## WORK TASK
Find the line containing "Given the image above, locate the reflected yellow", then output it and every line after it through the end of the listing below, exactly as written.

## RECORD EXTRACTS

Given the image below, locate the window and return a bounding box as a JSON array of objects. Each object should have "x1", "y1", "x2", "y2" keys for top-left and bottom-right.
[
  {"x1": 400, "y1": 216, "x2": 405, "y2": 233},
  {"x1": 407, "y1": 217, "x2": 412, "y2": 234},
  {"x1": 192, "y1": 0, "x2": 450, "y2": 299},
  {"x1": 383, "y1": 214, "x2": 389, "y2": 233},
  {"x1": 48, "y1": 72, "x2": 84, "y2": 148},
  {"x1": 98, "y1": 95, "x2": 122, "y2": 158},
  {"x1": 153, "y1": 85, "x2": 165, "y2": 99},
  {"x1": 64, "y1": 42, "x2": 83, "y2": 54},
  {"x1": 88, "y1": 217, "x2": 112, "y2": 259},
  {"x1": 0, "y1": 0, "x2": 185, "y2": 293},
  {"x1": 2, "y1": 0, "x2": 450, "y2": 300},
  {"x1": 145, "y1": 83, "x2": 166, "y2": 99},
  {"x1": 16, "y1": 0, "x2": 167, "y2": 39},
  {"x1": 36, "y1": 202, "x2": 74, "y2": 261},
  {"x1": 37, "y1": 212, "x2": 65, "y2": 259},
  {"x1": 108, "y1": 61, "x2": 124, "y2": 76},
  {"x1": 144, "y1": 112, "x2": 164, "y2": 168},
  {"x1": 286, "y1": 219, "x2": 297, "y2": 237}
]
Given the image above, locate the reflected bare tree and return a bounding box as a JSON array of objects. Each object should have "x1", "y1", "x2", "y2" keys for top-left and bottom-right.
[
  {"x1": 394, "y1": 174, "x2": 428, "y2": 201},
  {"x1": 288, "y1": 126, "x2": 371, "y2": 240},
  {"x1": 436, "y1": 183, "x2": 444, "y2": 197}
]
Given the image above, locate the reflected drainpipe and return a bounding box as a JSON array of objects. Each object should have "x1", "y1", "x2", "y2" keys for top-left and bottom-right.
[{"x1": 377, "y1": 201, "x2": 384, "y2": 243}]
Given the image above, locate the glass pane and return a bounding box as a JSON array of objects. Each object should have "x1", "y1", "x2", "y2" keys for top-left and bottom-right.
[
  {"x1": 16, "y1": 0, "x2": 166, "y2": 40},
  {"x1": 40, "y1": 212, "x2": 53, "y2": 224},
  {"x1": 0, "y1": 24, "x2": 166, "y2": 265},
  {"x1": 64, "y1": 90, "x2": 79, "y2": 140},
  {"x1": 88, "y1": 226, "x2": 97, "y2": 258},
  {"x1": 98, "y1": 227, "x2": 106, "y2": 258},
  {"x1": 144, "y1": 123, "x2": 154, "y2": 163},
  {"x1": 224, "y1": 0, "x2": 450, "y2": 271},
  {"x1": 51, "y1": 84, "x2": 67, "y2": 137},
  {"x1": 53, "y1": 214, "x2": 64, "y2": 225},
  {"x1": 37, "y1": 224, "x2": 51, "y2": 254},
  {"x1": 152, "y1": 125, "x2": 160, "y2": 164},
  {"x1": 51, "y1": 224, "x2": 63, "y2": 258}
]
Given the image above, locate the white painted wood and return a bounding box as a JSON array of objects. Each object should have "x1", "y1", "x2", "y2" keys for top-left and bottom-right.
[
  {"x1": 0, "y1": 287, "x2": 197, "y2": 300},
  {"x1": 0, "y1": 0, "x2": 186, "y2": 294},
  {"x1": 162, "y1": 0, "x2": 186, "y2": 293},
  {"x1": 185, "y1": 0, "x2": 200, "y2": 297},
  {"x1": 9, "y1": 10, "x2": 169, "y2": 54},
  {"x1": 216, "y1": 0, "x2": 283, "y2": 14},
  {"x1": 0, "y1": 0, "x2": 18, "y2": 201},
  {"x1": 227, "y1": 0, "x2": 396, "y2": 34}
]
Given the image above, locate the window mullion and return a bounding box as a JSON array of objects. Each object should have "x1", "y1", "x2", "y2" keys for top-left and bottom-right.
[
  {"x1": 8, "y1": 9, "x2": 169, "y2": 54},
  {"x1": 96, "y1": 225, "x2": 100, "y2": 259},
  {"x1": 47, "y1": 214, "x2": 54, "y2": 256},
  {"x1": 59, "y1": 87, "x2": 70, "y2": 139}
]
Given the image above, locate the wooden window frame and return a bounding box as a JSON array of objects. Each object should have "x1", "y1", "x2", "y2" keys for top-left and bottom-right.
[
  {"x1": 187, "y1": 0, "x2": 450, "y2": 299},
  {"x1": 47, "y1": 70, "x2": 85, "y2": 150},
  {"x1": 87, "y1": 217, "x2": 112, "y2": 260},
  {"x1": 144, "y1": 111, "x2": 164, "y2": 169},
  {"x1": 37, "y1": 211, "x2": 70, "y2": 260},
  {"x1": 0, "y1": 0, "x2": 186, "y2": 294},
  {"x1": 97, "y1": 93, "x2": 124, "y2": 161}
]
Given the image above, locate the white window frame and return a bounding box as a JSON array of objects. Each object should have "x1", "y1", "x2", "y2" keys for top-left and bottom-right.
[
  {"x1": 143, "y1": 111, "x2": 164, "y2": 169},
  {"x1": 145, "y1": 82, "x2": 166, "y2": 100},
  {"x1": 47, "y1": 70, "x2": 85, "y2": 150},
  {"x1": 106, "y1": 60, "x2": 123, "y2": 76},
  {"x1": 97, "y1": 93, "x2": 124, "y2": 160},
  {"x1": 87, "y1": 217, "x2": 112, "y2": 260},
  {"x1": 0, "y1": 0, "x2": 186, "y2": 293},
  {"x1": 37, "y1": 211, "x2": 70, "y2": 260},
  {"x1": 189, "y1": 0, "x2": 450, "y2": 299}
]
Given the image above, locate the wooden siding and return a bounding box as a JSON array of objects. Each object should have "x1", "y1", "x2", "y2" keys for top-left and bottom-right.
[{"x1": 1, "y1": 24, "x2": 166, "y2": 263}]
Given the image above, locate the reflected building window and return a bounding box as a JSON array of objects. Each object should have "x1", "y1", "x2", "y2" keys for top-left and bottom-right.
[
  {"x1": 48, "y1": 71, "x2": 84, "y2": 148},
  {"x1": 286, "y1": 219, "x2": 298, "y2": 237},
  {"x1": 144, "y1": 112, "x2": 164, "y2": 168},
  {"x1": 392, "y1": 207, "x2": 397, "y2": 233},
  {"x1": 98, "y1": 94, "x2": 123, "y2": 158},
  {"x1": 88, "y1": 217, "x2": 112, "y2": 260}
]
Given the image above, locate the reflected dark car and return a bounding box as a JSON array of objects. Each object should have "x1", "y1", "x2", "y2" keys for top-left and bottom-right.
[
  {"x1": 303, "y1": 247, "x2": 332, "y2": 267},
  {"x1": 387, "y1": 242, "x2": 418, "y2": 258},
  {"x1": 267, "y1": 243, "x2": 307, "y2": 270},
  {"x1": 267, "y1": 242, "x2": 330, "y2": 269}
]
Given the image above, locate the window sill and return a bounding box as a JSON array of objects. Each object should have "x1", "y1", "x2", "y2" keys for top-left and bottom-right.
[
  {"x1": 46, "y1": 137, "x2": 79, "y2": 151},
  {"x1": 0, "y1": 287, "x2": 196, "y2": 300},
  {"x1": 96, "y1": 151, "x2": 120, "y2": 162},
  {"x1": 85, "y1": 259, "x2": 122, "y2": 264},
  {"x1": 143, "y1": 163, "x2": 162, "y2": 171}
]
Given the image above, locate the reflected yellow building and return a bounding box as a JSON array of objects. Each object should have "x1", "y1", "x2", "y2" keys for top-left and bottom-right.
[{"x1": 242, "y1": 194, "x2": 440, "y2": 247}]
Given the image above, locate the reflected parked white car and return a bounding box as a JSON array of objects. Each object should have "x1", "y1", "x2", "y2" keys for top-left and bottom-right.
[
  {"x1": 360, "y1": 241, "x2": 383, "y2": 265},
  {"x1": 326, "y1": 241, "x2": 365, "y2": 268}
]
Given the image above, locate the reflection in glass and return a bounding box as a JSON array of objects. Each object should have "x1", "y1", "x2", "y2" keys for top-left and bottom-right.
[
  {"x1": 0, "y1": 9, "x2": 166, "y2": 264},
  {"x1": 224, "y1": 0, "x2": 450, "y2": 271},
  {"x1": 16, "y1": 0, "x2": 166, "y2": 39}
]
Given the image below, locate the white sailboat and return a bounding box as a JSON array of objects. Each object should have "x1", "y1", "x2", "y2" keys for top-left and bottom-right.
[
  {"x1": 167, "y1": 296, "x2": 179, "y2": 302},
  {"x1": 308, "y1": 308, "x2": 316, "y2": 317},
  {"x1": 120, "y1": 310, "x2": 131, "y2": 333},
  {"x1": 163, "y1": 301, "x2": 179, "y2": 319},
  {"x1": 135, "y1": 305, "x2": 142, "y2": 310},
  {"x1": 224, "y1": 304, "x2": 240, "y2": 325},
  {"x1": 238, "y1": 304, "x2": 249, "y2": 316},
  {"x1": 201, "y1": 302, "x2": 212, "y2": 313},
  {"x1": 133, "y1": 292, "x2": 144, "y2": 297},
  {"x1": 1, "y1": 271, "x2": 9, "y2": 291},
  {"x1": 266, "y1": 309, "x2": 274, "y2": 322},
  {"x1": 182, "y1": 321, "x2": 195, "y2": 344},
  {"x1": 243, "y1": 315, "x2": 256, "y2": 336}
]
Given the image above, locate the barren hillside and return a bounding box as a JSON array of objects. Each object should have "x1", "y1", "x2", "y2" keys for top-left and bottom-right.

## ANSWER TO THE EXERCISE
Given the image above, locate the reflected yellow building and return a bounding box as a JSON array of objects. Each object should have "x1", "y1", "x2", "y2" keys for top-left and bottom-right.
[{"x1": 242, "y1": 194, "x2": 440, "y2": 247}]
Given the image above, locate the reflected parked white car and return a bounding box as a JSON array of objects. Each object should have "x1", "y1", "x2", "y2" keys for top-left and bottom-right.
[
  {"x1": 360, "y1": 241, "x2": 383, "y2": 265},
  {"x1": 326, "y1": 241, "x2": 365, "y2": 268}
]
Given the image above, locate the reflection in glass and return a bounding box as a JSON array of objects. Each object should have "x1", "y1", "x2", "y2" keys for top-left and bottom-right.
[
  {"x1": 0, "y1": 9, "x2": 166, "y2": 264},
  {"x1": 224, "y1": 0, "x2": 450, "y2": 271},
  {"x1": 16, "y1": 0, "x2": 166, "y2": 39}
]
Given the image below, locate the white sailboat and return a bounding box as a JSON array of objects. Each object should have "x1", "y1", "x2", "y2" keys for top-left and bottom-right.
[
  {"x1": 167, "y1": 296, "x2": 179, "y2": 302},
  {"x1": 308, "y1": 308, "x2": 316, "y2": 317},
  {"x1": 120, "y1": 310, "x2": 131, "y2": 333},
  {"x1": 163, "y1": 301, "x2": 179, "y2": 319},
  {"x1": 135, "y1": 305, "x2": 142, "y2": 310},
  {"x1": 224, "y1": 304, "x2": 240, "y2": 325},
  {"x1": 238, "y1": 304, "x2": 249, "y2": 316},
  {"x1": 201, "y1": 302, "x2": 212, "y2": 313},
  {"x1": 133, "y1": 292, "x2": 144, "y2": 297},
  {"x1": 1, "y1": 271, "x2": 9, "y2": 291},
  {"x1": 266, "y1": 309, "x2": 274, "y2": 322},
  {"x1": 182, "y1": 321, "x2": 195, "y2": 344},
  {"x1": 243, "y1": 315, "x2": 256, "y2": 336}
]
Given the image above, locate the barren hillside and return a bounding box as a JSON array of objects. Each object should have "x1", "y1", "x2", "y2" keys for top-left and bottom-right.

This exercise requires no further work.